_Record list_
══════════
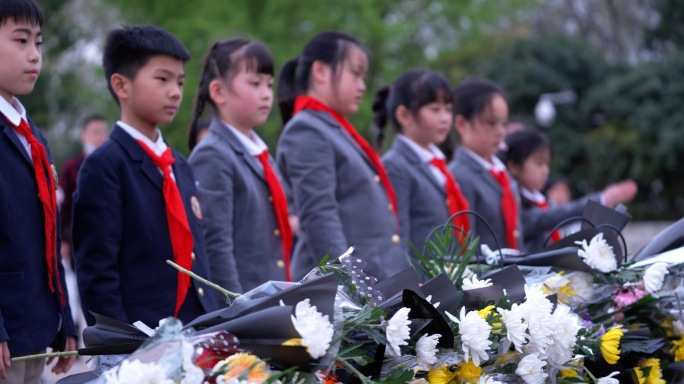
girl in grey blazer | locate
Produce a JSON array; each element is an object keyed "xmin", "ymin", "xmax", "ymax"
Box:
[
  {"xmin": 277, "ymin": 31, "xmax": 408, "ymax": 279},
  {"xmin": 373, "ymin": 69, "xmax": 469, "ymax": 253},
  {"xmin": 190, "ymin": 39, "xmax": 292, "ymax": 292}
]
══════════
_Exercise task_
Rewrite the lines of the records above as a numbered list, omitting blank lines and leaving out the pictures.

_Result of the exercise_
1. girl in grey blazer | locate
2. Produce a JSON array; each element is an object keyed "xmin", "ymin", "xmax", "ymax"
3. Box:
4. [
5.   {"xmin": 277, "ymin": 31, "xmax": 408, "ymax": 279},
6.   {"xmin": 373, "ymin": 69, "xmax": 469, "ymax": 253},
7.   {"xmin": 190, "ymin": 39, "xmax": 292, "ymax": 292}
8. ]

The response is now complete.